Extract provided
Consider the legacy method of online advertising in real-time auctions: Since guaranteed delivery contracts are sold well in advance, and at different points in time, they are not amenable to auctions because not all advertisers buy inventory during the same period of time (in this sense, it is analogous to airline ticket pricing, where not all passengers can be forced to buy tickets during the same period of time). As another example, consider traditional yield optimization methods used in the context of industries such as airlines and retail. Such methods typically model the quantity of demand at various price points, and compute self- and cross-elasticities of demand to optimize for the product prices (over a time period) such that revenue is maximized. However, computing self- and cross-elasticities of demand is only viable when a relatively small number of products (say, hundreds of products) are involved. Computing cross-elasticities for trillions of products is computationally intensive, and often impractical. Another possible (although often inadequate) pricing optimization method is to use combinatorial auctions, whereby different buyers can specify different combinations of inventory of interest (similar to different target combinations), and the problem is to find a way to allocate the inventory to buyers so as to maximize the yield. This method is not directly applicable to the problem of pricing guaranteed contracts because not all advertisers specify their requirements during the same time period. Further, such techniques typically have some computational bounds that limit application of combinatorial auctions to pricing guaranteed contracts that involve products having only tens (or possibly hundreds) of attributes.
An advertiser might enter into a contract (e.g. with the Internet property, or with an advertising agency, or with an advertising network, etc) to purchase the desired spots for some time duration (e.g. all top spots in all impressions of the web page empirestate.com/hotels for all of 2010). Such an arrangement, and variants as used herein, is termed a contract. And, when the parties to the contract agree on terms and conditions including a specific delivery schedule (e.g. reach one million Yahoo! users during December), the contract is termed a guaranteed delivery contract.
In embodiments of the systems within environment 100, components of the additional content server perform processing such that, given an advertisement opportunity (e.g. an event predicate), processing determines which (if any) contract(s) match the advertisement opportunity. In some embodiments, the environment 100 might host a variety of modules to serve management and control operations (e.g. a auction engine server 107, a storage of contracts module 110, a forecasting module 111, a data gathering and statistics module 112, an advertisement serving module 113, an automated bidding management module 114, an admission control module 115, a guaranteed contract metadata tagging module 116, a guaranteed contract pricing module 117, etc) pertinent to serving advertisements to users, including serving ads under guaranteed delivery terms and conditions. In particular, the modules, network links, algorithms, assignment techniques, serving policies, and data structures embodied within the environment 100 might be specialized so as to perform a particular function or group of functions reliably while observing capacity and performance requirements. For example, an additional content server 108, possibly in conjunction with a guaranteed contract metadata tagging module 116, and a guaranteed contract pricing module 117, might be employed to implement a system for pricing guaranteed delivery contracts in online display advertising. In some embodiments, a guaranteed contract metadata tagging module 116 might perform operations at any moment in time, possibly in asynchrony with operations performed by a guaranteed contract pricing module 117. For example, a guaranteed contract metadata tagging module 116 might perform operations in a batch-oriented (e.g. offline) mode, while the operations performed by a guaranteed contract pricing module 117 might be performed in an on-demand (e.g. online) mode.

Objectives
[a] Name every party that the advertising passage gives as someone an advertiser might enter into a contract with.
[b] Reproduce the part of the advertising passage that starts at the words containing "An advertiser might" and stops after "guaranteed delivery contract.".
The listing placed after this sentence has no connection to the advertising passage.

Record excerpts
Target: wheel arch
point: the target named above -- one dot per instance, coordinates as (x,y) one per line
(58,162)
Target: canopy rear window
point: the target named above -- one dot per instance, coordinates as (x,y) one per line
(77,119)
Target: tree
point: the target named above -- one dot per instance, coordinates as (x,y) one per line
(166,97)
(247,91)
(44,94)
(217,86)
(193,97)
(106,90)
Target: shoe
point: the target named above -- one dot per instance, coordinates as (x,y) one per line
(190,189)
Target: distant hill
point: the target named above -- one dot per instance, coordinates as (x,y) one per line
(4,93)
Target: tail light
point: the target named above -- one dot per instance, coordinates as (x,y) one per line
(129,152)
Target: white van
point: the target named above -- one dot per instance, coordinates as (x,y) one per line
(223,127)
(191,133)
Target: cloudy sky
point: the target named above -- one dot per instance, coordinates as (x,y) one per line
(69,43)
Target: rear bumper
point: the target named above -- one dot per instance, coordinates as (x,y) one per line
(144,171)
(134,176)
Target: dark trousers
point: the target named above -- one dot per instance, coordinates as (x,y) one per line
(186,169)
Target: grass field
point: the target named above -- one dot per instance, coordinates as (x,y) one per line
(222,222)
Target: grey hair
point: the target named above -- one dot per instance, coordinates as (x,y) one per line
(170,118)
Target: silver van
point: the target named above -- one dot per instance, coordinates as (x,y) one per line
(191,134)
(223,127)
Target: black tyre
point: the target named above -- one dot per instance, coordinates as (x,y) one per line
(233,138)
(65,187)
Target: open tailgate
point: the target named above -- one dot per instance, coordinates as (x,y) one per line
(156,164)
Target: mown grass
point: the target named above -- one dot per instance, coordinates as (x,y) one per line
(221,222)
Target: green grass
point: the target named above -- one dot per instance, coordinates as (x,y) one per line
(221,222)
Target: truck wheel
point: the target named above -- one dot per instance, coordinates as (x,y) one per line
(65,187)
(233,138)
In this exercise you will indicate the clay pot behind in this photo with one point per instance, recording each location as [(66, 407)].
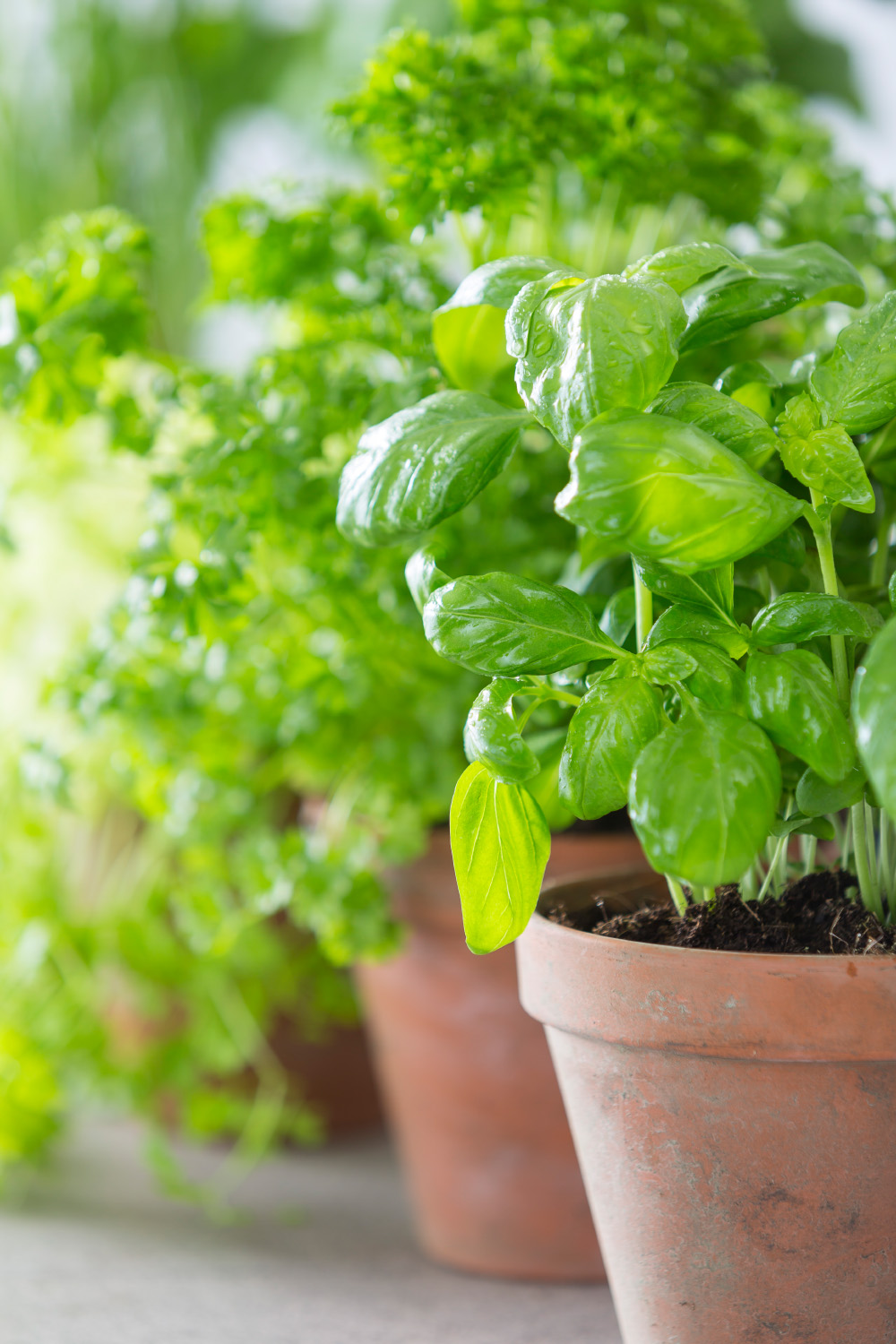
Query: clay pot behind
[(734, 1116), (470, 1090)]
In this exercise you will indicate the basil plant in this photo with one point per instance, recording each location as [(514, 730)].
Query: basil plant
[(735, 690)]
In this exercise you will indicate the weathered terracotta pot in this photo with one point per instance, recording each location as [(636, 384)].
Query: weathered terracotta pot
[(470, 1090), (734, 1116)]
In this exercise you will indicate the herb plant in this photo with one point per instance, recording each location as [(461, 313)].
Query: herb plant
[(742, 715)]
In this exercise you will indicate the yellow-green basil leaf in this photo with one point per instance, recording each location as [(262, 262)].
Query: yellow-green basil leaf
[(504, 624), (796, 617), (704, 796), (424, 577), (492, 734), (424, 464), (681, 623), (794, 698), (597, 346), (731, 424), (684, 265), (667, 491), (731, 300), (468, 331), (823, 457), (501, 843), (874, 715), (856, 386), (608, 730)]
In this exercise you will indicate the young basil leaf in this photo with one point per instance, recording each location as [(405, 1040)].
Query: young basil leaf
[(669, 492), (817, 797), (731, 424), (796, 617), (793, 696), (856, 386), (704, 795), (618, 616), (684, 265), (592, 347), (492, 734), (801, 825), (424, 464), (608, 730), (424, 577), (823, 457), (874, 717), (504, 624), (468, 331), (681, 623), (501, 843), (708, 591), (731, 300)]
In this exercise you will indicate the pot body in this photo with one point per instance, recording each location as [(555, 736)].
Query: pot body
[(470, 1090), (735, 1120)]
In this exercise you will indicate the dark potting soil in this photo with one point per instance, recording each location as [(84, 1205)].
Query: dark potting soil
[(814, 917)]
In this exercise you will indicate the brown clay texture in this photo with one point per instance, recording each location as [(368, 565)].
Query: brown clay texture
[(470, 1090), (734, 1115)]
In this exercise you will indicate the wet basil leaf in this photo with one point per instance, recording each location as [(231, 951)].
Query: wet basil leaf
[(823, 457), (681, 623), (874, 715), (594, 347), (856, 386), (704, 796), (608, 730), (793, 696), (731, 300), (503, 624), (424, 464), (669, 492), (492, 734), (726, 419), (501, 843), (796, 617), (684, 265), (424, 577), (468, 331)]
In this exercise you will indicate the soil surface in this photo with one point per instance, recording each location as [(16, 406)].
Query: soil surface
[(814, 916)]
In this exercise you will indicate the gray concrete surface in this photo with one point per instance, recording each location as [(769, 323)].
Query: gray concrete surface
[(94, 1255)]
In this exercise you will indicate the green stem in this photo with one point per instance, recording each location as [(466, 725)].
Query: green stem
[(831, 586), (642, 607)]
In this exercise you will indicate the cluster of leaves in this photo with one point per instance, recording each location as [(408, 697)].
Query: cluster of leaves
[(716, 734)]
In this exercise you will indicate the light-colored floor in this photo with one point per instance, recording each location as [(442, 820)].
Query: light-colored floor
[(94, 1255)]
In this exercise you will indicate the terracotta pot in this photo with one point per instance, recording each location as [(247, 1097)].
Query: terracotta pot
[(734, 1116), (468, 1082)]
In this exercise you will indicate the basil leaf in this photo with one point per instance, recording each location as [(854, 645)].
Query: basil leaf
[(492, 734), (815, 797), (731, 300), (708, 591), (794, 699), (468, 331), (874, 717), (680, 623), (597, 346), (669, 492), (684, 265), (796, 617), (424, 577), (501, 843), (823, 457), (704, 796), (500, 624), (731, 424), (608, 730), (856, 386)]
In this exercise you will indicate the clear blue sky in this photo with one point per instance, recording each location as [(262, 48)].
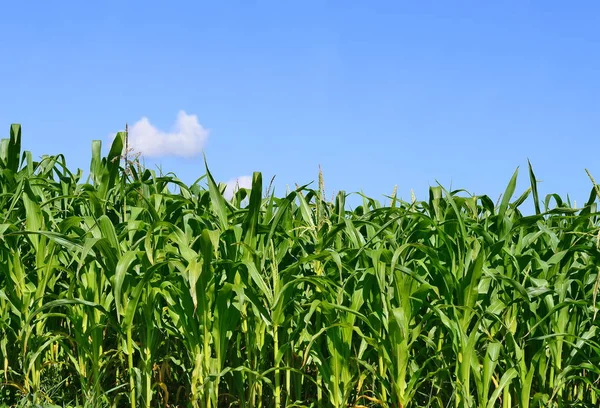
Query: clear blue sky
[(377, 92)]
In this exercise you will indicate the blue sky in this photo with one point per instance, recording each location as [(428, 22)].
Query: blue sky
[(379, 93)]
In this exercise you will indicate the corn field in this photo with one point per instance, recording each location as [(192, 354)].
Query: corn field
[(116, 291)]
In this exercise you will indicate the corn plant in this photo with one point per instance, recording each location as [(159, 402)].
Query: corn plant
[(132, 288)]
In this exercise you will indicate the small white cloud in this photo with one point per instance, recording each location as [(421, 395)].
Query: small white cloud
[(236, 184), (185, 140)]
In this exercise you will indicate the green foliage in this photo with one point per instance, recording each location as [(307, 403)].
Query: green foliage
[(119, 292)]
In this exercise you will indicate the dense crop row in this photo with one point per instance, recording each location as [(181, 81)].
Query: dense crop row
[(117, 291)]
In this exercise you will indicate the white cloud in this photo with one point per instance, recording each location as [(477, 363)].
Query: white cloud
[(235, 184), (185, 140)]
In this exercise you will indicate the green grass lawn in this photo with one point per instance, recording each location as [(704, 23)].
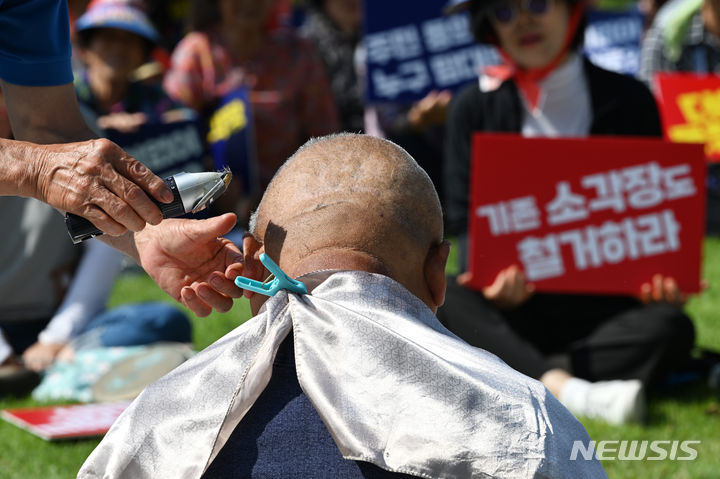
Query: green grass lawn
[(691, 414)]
* * *
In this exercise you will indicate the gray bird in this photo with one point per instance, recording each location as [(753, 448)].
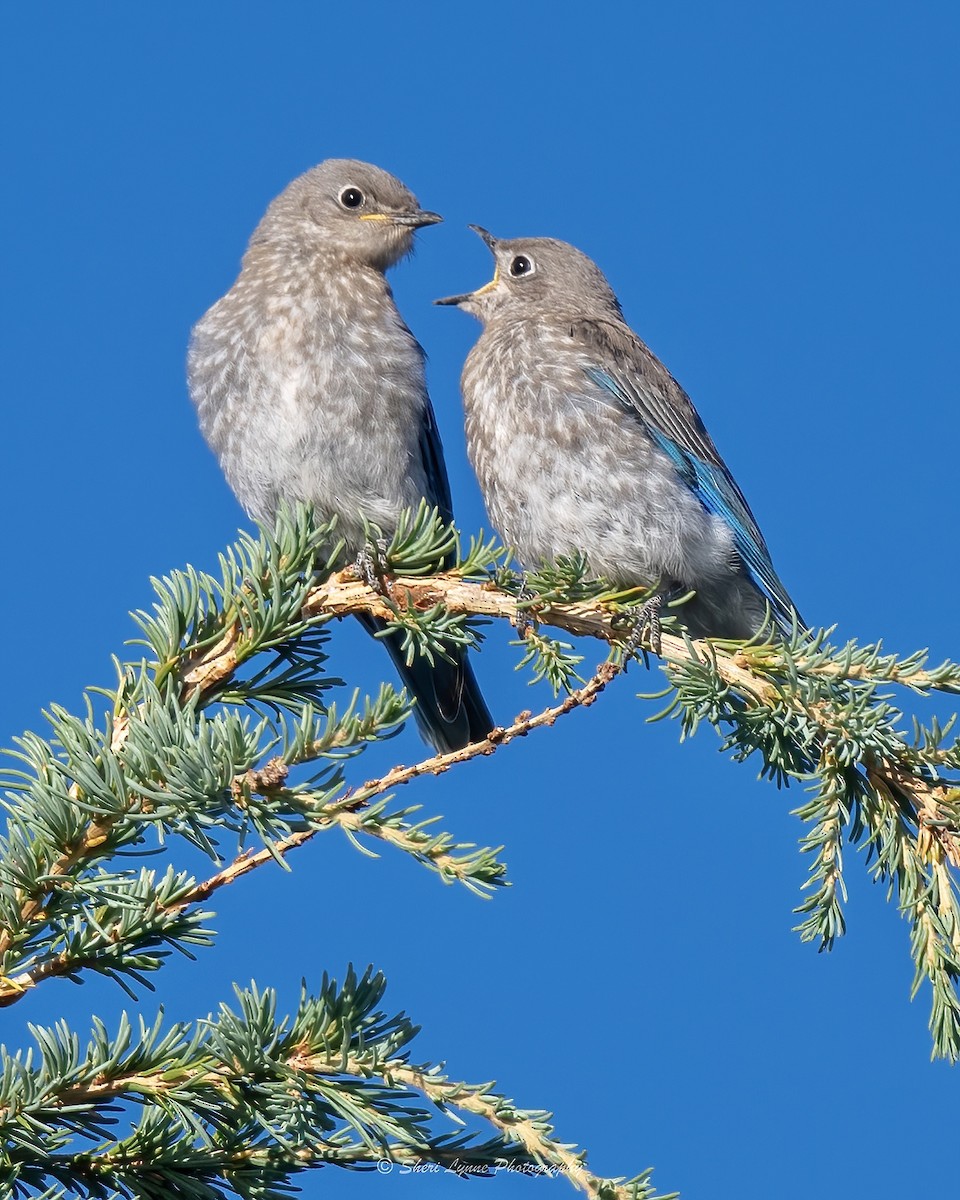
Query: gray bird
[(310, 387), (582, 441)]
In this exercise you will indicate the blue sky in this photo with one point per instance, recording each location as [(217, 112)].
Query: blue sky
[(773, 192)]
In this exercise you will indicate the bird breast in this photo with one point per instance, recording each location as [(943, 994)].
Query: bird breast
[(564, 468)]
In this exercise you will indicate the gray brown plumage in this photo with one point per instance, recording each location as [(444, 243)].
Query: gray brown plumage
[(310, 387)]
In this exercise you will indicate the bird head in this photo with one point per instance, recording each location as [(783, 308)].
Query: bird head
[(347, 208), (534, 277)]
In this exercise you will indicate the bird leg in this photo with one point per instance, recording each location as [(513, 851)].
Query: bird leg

Solutions below
[a] The Internet property, an advertising agency, and an advertising network.

[b]
An advertiser might enter into a contract (e.g. with the Internet property, or with an advertising agency, or with an advertising network, etc) to purchase the desired spots for some time duration (e.g. all top spots in all impressions of the web page empirestate.com/hotels for all of 2010). Such an arrangement, and variants as used herein, is termed a contract. And, when the parties to the contract agree on terms and conditions including a specific delivery schedule (e.g. reach one million Yahoo! users during December), the contract is termed a guaranteed delivery contract.